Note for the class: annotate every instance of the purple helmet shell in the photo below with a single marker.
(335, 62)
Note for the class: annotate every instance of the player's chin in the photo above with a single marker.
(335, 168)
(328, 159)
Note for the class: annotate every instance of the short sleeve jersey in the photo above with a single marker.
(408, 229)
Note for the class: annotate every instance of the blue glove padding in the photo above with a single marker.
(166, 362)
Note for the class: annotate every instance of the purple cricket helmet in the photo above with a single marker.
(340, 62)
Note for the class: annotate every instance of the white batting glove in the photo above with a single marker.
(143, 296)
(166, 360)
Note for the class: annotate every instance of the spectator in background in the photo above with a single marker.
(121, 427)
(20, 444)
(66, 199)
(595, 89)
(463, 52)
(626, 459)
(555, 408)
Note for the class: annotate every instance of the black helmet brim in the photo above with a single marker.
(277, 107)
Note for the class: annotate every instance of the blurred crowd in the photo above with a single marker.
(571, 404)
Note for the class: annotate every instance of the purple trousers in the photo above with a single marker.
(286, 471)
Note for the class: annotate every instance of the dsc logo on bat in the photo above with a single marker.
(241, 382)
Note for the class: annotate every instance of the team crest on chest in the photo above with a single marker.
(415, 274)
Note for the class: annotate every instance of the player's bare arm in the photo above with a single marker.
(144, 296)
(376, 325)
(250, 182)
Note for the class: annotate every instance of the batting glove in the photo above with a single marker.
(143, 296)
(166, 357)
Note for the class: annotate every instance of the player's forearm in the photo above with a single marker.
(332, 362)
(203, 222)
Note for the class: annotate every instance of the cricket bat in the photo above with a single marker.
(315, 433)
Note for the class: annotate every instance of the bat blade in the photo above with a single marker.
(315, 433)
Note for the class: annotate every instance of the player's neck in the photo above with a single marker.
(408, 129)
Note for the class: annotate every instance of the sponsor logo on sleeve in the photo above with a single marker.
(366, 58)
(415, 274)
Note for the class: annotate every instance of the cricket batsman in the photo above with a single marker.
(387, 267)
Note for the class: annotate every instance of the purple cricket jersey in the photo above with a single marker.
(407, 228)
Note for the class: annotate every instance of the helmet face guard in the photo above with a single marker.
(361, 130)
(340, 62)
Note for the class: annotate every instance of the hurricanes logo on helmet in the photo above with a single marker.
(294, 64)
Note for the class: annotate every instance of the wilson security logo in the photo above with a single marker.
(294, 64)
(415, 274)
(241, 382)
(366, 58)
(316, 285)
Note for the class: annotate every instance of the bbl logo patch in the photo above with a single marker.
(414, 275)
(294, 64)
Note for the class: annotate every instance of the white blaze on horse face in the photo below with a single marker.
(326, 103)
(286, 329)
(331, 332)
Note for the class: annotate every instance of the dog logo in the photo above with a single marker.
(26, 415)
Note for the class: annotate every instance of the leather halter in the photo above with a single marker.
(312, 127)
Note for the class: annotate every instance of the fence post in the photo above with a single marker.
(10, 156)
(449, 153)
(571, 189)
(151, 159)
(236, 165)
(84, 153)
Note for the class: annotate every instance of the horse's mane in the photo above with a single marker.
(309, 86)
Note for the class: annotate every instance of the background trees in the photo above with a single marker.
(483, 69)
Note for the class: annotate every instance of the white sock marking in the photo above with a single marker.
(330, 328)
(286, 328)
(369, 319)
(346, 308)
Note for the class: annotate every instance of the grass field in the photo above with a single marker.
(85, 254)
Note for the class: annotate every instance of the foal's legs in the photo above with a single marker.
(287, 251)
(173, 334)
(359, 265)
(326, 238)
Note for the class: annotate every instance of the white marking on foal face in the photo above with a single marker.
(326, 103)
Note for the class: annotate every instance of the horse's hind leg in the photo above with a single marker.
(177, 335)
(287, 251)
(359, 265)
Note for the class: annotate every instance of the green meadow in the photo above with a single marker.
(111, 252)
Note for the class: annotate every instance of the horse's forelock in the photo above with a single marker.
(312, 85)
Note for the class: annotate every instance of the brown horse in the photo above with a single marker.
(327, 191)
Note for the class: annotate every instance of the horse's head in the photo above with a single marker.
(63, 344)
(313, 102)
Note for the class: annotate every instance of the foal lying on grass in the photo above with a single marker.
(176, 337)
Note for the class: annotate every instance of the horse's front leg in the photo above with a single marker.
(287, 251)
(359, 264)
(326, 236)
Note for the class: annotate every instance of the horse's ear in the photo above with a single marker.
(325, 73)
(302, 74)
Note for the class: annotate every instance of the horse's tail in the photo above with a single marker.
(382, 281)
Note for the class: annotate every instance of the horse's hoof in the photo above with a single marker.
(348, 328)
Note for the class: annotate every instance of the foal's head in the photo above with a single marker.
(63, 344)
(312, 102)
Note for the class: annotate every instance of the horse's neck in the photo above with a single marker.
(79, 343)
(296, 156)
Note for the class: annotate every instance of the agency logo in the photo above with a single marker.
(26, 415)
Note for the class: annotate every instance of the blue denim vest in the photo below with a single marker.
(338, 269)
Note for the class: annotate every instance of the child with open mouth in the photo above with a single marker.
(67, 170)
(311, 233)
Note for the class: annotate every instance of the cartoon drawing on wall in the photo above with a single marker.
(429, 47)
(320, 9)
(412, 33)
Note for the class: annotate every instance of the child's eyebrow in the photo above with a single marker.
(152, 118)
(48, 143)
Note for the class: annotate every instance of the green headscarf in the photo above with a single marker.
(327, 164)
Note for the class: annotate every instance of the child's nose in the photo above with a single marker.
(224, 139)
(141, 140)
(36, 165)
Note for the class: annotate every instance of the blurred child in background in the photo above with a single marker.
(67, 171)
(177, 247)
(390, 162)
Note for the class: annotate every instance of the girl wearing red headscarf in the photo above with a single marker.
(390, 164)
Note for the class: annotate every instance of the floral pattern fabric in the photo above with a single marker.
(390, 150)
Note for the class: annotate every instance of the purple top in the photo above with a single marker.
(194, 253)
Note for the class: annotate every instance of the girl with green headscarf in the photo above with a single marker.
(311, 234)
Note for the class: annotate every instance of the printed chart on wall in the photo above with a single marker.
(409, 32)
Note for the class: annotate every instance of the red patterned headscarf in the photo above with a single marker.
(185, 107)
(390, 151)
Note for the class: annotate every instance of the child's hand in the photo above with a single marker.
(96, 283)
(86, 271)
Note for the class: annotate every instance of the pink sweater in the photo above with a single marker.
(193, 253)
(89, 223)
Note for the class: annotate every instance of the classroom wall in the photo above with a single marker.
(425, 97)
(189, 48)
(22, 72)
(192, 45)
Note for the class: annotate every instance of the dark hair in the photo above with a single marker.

◇ ◇ ◇ ◇ ◇

## Problem details
Starting from the line containing "Note for the class: annotate every instance of the girl with" and ending with the final line of the data, reproduce each line exactly as it appears, including no other lines.

## Output of the task
Note for the class: annotate every instance of the girl with green headscarf in the photo above with a single marker.
(311, 234)
Note for the class: annotate every instance of the printed chart on wall in the photo above with a single marker.
(409, 32)
Note for the class: annotate every instance of the red patterned headscarf in the photo above with a single marker.
(185, 107)
(390, 151)
Note for the class: annotate every instance of the child's hand in the photo above with a single marker.
(96, 283)
(86, 271)
Note for the class: annotate every instance of the pink sweater in the photo above with a single marker.
(193, 253)
(89, 223)
Note for the class: annotate every instance of the classroom wall in the photo above with a single marker.
(425, 97)
(189, 48)
(22, 72)
(192, 45)
Note for the class: annotate every instance of the dark hair in the photo above with a single marker.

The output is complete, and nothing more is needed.